== MATERIAL PROVIDED ==
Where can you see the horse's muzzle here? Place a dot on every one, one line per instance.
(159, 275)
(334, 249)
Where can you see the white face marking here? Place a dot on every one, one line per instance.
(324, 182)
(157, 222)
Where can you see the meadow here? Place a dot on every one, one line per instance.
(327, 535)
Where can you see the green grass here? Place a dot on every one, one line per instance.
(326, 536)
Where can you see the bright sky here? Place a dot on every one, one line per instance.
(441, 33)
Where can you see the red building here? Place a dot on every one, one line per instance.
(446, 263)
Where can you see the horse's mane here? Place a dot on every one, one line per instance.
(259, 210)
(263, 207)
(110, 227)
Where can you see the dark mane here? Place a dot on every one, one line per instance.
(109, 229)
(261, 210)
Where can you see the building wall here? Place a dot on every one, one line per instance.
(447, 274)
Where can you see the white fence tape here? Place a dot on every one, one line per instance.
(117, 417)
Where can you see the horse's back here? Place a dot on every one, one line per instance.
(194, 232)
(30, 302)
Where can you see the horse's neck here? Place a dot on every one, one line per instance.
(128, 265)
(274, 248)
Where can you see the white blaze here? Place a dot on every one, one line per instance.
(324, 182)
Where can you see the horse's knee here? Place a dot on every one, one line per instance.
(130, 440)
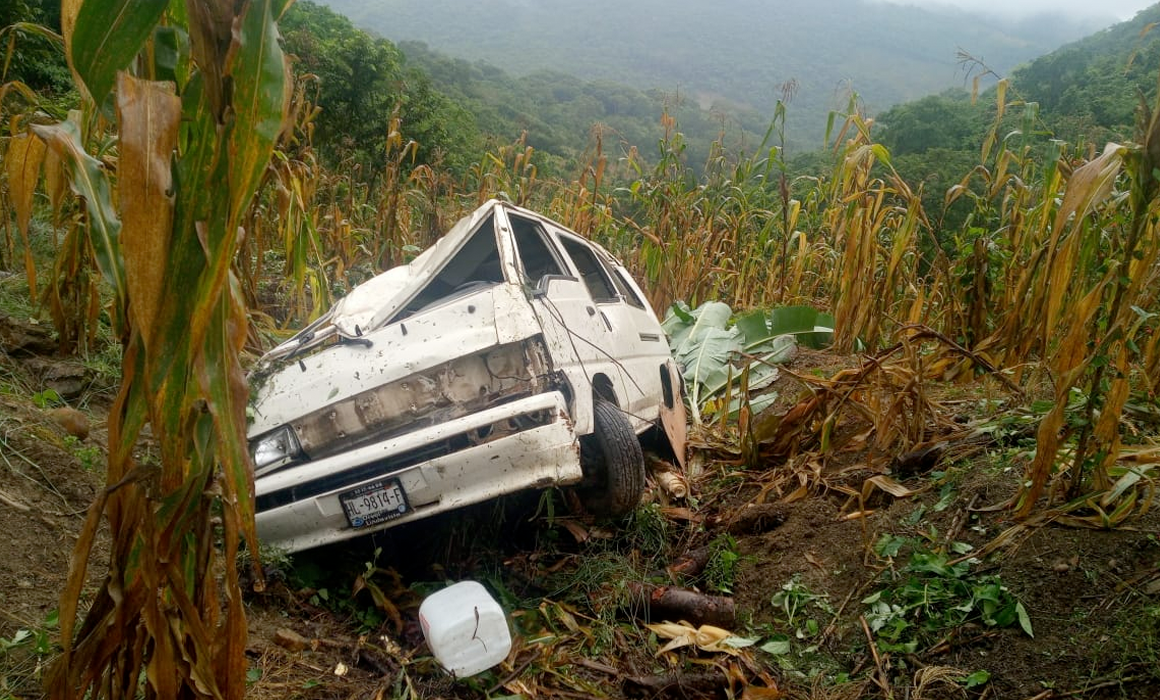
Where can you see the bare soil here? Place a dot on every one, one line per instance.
(1092, 594)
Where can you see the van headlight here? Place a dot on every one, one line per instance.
(276, 448)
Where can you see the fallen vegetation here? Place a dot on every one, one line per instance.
(954, 499)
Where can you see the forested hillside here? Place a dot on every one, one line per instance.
(920, 366)
(738, 53)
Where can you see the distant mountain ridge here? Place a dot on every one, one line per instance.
(738, 53)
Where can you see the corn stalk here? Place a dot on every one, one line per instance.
(194, 142)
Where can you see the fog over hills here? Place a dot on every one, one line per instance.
(734, 53)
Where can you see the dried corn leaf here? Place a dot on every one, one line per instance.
(705, 637)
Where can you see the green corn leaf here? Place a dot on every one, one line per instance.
(91, 182)
(261, 99)
(107, 37)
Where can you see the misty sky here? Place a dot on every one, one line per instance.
(1122, 9)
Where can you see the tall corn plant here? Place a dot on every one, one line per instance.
(196, 124)
(1099, 281)
(874, 224)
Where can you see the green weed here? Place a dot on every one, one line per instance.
(932, 594)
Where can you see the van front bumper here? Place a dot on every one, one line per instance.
(528, 442)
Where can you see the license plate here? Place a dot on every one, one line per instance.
(375, 503)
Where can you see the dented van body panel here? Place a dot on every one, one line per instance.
(466, 374)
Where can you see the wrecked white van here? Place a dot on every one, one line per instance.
(512, 354)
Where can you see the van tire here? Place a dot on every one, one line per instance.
(614, 463)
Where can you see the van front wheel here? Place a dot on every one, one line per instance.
(614, 466)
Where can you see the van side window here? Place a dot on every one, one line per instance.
(625, 289)
(592, 272)
(535, 254)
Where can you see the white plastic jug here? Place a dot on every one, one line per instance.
(465, 628)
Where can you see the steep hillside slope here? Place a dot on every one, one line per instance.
(739, 52)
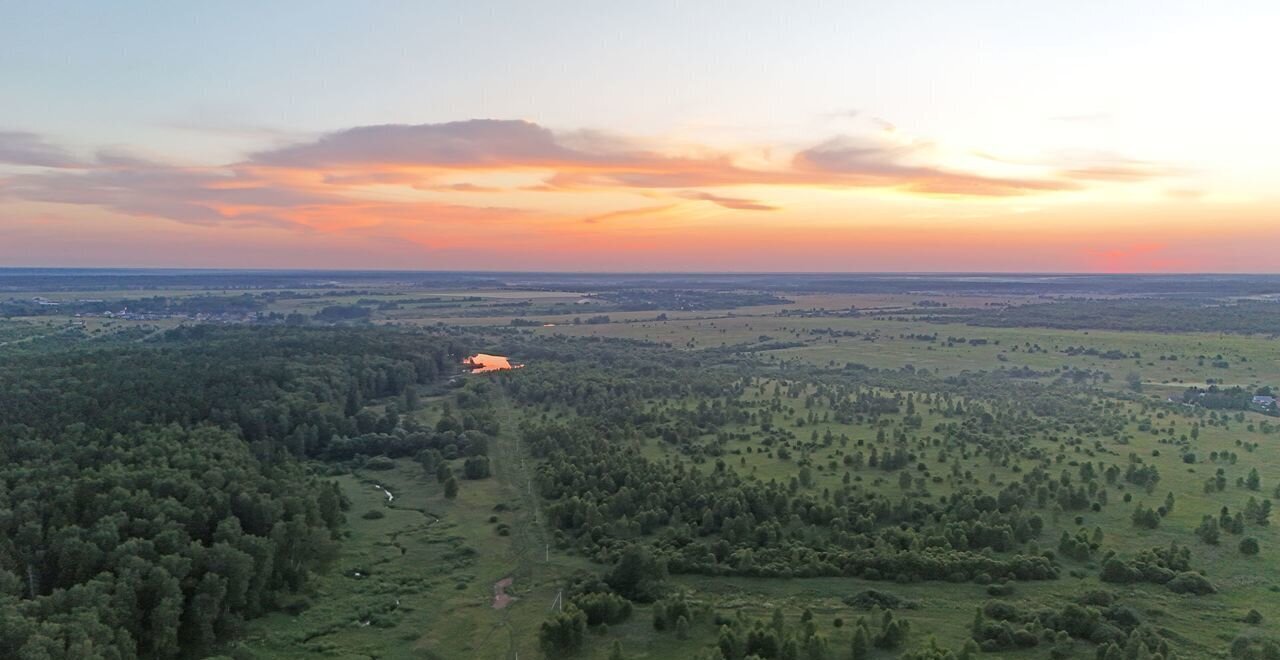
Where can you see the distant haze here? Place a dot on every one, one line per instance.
(993, 137)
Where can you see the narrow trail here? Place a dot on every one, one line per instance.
===
**WORK TO BE COMPLETED**: Copy all of the data above line for line, without changing anything. Leave out the pictures.

**RESULT OF THIS TASK**:
Where can you see the horse's muzzle here? Place a dot on every one, one line per instance.
(159, 275)
(334, 249)
Where can you see the white face marking here? Place a dot on every one, one line per instance.
(324, 182)
(157, 222)
Where can you see the meadow here? Place a dot on every one, one line per instance.
(327, 535)
Where can you see the green grass here? Place a dot on every one, one line per instance.
(326, 536)
Where can you see the bright sky here? Place a dot on every one, one line per instance.
(441, 33)
Where can you see the red building here? Place a dot on every one, one line per instance.
(446, 263)
Where can you see the horse's mane here? Place a dot on every one, one line per instance.
(259, 210)
(263, 207)
(110, 227)
Where can you see the dark mane here? Place a dot on every one, one line per instance.
(109, 229)
(261, 210)
Where can you see the building wall here? Place a dot on every one, one line per instance.
(447, 274)
Where can you see the white fence tape here? Place a dot on every one, one line per instance.
(117, 417)
Where can you see the horse's back here? Place a dot on every one, one line per instance.
(194, 232)
(30, 302)
Where can you see the horse's neck here? Place a dot on every one, one line per instance.
(128, 265)
(274, 248)
Where can you see the white blaze here? Place a dot on every one, one line per instance.
(324, 182)
Where can you see the horse's knee here? Place a dot on every one, one line per instance.
(130, 440)
Where can you see the bare soil here? Place a dot on every one, one line per instance.
(1092, 594)
Where can you see the van headlight here? Place a dot on every one, one line per instance.
(276, 448)
Where can you see the fallen vegetation here? Place a dot on every one, one line per instance.
(954, 499)
Where can you see the forested hillside here? Place a dot on every one, one line per instance.
(920, 366)
(738, 53)
Where can you see the distant mountain ridge here? Place a dot on every one, one line per instance.
(738, 53)
Where can you see the corn stalk here? Place a dot on every one, one line per instance.
(194, 142)
Where can you see the fog over hills here? Place a dot on every one, one line per instance.
(734, 53)
Where can you see the dried corn leaf here? Place a dot on every one, one line per instance.
(705, 637)
Where can you see the green corn leaf here? Place a dot on every one, one line per instance.
(91, 182)
(261, 99)
(107, 37)
Where can you see the misty sky here? Place a dot on every one, one line per instance.
(1122, 9)
Where can you see the tall corn plant here? Place a dot on every one, one line per instance.
(196, 124)
(1099, 281)
(874, 224)
Where can you see the green weed here? Place a dot on every one, one line per instance.
(932, 594)
Where can you see the van front bumper here? Place a dot on every one, one line per instance.
(528, 442)
Where can you see the license plate here? Place a dot on every one, one line per instance.
(375, 503)
Where can you see the dented van body panel here? Place a dot on every one, one line per instance.
(466, 374)
Where can you see the wrecked white van here? Place a dot on every one, one line per instance.
(512, 354)
Where can you see the van tire here? Place a dot on every one, one line per instance.
(614, 463)
Where can you see the van front wheel here? Place a dot on every one, one line per instance.
(614, 466)
Where can you see the van side window here? Place a dot on every one, one line per instance.
(625, 289)
(592, 272)
(535, 254)
Where can you see the white plastic jug here? Place a dot on every one, one line per instance.
(465, 628)
Where can you see the steep hillside slope here? Place a dot on every one, one line per instance.
(739, 52)
Where can you see the distant haze here? Place a dot on every one, one line per instance.
(993, 137)
Where can you see the narrow trail here? Place a dot on every one, one line per instance.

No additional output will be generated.